■ Short exercise:
Reproduce every line below, starting at the line containing "of the gable" and ending at the line containing "point(179, 57)", with both of those lines included and nothing changed.

■ Data supplied:
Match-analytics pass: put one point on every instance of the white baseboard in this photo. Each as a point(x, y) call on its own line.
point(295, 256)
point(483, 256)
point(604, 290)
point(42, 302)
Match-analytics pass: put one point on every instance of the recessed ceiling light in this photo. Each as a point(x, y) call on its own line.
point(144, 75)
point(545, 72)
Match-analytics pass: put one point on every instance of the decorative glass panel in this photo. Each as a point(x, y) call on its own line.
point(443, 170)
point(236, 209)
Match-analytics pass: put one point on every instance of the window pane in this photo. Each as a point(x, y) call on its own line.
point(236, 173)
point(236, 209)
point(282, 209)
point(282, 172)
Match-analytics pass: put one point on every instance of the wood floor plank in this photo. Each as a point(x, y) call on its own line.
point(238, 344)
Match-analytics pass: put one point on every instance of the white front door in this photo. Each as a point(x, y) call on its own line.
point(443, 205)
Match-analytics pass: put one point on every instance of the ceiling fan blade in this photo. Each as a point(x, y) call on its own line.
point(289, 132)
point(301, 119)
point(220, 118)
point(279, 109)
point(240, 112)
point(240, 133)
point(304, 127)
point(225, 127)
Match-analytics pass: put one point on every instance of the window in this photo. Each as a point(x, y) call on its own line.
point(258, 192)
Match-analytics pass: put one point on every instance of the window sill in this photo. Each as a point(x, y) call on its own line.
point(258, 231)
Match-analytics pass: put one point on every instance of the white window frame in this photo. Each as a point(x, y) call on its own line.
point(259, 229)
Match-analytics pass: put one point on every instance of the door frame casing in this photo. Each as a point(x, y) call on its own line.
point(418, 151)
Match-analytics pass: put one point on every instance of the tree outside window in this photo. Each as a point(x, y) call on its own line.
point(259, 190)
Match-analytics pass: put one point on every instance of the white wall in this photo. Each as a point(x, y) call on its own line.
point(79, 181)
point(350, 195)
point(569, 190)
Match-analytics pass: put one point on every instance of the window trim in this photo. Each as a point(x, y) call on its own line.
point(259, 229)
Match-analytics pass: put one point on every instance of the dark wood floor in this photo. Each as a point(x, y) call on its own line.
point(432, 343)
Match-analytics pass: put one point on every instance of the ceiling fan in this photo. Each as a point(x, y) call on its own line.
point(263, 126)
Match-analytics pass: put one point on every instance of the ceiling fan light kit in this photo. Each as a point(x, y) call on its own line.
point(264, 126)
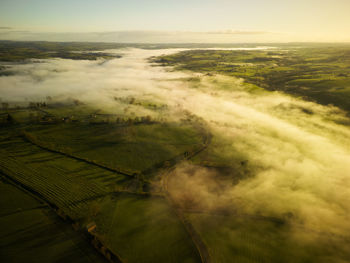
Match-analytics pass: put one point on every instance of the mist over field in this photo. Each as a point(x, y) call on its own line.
point(295, 153)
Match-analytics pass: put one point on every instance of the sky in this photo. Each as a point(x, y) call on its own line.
point(173, 21)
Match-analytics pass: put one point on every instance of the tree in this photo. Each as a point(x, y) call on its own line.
point(5, 105)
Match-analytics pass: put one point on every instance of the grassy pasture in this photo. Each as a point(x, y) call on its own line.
point(144, 229)
point(245, 239)
point(31, 232)
point(131, 148)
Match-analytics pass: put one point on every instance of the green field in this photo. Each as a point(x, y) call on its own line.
point(31, 232)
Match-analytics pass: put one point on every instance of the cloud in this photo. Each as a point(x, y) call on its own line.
point(286, 158)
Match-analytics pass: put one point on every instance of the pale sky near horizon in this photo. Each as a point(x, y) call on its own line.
point(260, 20)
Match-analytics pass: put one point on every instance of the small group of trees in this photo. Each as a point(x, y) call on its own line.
point(143, 119)
point(34, 105)
point(5, 105)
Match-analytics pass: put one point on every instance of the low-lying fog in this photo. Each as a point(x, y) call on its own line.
point(298, 152)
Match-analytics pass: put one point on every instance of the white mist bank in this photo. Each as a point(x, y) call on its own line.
point(299, 154)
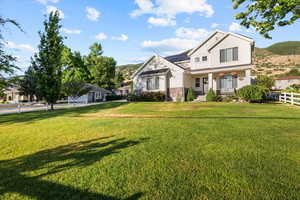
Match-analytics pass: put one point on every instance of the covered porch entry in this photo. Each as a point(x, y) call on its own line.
point(222, 82)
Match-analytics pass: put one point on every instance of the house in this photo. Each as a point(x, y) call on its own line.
point(285, 82)
point(222, 62)
point(123, 91)
point(96, 94)
point(13, 95)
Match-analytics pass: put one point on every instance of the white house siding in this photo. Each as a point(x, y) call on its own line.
point(244, 52)
point(283, 84)
point(203, 51)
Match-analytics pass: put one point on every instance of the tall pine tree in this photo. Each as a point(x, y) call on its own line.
point(47, 62)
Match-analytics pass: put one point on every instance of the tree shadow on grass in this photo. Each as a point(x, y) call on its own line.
point(14, 176)
point(30, 117)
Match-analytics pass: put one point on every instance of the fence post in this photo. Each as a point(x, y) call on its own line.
point(285, 97)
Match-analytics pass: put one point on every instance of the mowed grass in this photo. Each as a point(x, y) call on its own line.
point(152, 151)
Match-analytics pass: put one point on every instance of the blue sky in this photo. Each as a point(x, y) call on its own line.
point(129, 30)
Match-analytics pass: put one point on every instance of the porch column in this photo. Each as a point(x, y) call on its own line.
point(210, 81)
point(248, 76)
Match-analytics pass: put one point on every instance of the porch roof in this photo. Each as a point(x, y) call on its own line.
point(154, 72)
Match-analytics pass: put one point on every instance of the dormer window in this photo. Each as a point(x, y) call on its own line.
point(228, 55)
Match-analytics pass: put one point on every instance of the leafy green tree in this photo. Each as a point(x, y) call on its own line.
point(102, 68)
point(265, 15)
point(29, 84)
point(265, 81)
point(7, 62)
point(119, 79)
point(77, 69)
point(190, 95)
point(47, 62)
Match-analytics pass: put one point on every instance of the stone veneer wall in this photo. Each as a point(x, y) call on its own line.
point(177, 93)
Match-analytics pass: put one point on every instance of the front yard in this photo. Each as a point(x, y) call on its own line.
point(152, 151)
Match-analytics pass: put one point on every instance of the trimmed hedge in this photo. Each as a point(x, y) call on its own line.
point(113, 97)
point(211, 96)
point(252, 93)
point(190, 96)
point(147, 96)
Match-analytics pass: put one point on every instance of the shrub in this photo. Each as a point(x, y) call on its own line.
point(211, 96)
point(113, 97)
point(147, 96)
point(265, 81)
point(190, 96)
point(252, 93)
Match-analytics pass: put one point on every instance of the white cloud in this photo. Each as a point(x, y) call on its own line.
point(171, 8)
point(71, 31)
point(92, 14)
point(12, 45)
point(235, 27)
point(46, 1)
point(123, 37)
point(50, 9)
point(138, 59)
point(191, 33)
point(214, 25)
point(161, 21)
point(169, 45)
point(101, 36)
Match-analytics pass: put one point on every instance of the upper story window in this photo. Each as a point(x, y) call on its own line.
point(229, 54)
point(152, 83)
point(197, 82)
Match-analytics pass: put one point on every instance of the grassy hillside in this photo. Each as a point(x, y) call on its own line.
point(285, 48)
point(277, 59)
point(274, 60)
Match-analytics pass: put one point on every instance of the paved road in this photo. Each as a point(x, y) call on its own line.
point(13, 108)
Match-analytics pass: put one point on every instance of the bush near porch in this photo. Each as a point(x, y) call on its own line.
point(152, 151)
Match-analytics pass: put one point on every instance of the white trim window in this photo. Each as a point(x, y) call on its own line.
point(228, 82)
point(197, 82)
point(229, 54)
point(152, 83)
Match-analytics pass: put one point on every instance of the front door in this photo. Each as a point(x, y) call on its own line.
point(205, 85)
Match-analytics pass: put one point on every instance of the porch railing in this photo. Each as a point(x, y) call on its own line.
point(292, 98)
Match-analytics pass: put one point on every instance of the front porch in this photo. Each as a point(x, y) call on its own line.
point(222, 83)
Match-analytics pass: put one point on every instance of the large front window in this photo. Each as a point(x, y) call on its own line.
point(228, 82)
point(152, 83)
point(228, 55)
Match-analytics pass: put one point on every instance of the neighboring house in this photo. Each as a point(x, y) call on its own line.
point(285, 82)
point(12, 95)
point(96, 94)
point(222, 62)
point(123, 91)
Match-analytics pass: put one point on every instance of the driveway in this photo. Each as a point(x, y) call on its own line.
point(13, 108)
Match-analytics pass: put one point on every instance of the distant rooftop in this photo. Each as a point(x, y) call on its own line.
point(288, 78)
point(178, 57)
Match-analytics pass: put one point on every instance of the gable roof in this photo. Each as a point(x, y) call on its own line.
point(288, 78)
point(149, 60)
point(232, 34)
point(200, 45)
point(157, 71)
point(178, 57)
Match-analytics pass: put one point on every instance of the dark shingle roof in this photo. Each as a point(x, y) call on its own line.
point(158, 71)
point(179, 57)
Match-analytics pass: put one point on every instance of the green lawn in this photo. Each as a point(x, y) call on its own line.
point(152, 151)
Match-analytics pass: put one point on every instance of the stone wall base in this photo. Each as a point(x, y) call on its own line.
point(177, 94)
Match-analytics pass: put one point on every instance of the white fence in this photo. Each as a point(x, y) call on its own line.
point(292, 98)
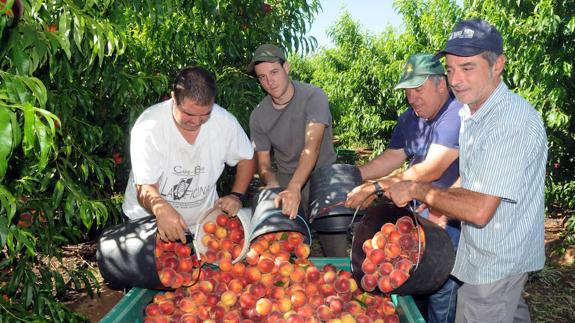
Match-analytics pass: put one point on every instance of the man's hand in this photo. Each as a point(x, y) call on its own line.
point(289, 200)
point(171, 225)
point(362, 195)
point(400, 193)
point(230, 204)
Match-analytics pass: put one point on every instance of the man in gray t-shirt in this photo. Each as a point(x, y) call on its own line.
point(292, 126)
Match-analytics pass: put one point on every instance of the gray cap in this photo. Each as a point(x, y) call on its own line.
point(266, 53)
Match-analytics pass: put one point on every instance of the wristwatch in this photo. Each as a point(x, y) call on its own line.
point(378, 189)
point(241, 196)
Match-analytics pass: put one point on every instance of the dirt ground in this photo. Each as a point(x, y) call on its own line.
point(95, 308)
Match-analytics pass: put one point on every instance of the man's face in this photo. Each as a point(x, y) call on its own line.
point(427, 99)
point(472, 79)
point(189, 115)
point(273, 77)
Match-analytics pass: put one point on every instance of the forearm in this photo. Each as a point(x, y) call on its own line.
point(151, 199)
point(306, 164)
point(382, 165)
point(244, 173)
point(457, 203)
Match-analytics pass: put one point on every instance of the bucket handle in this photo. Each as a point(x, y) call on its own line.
point(412, 207)
point(297, 216)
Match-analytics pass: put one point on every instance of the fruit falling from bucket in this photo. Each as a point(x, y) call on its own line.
point(391, 254)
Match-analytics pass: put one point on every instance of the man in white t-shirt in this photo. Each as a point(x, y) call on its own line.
point(178, 150)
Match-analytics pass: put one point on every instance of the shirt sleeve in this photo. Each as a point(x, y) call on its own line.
point(498, 159)
point(446, 130)
point(239, 147)
point(397, 138)
point(260, 141)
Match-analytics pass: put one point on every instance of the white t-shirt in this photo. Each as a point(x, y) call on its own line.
point(186, 173)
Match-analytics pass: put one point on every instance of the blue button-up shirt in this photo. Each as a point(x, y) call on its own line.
point(503, 151)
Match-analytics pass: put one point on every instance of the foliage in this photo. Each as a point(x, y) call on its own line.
point(360, 72)
point(75, 74)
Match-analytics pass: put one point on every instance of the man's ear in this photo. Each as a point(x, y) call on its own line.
point(499, 64)
point(286, 67)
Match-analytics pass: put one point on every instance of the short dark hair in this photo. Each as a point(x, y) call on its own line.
point(196, 84)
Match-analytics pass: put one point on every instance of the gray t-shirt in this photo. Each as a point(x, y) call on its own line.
point(283, 131)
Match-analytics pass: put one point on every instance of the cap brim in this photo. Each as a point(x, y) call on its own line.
point(413, 82)
point(464, 51)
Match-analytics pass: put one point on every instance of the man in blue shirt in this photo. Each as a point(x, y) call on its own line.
point(503, 151)
point(427, 135)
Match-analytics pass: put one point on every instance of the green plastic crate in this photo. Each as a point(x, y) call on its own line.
point(131, 307)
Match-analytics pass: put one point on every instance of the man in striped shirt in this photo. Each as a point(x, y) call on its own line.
point(500, 201)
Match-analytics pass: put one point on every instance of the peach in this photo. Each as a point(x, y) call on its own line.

■ Exercise answer:
Match-analytics pass: put one point on every instance of the gable roof in this photo. Each as a point(x, y) call on its own line.
point(288, 78)
point(149, 60)
point(232, 34)
point(200, 45)
point(157, 71)
point(178, 57)
Match-analytics pass: put one point on every instance of the dark shingle roof in this photo. Each as a point(x, y) call on its own line.
point(158, 71)
point(179, 57)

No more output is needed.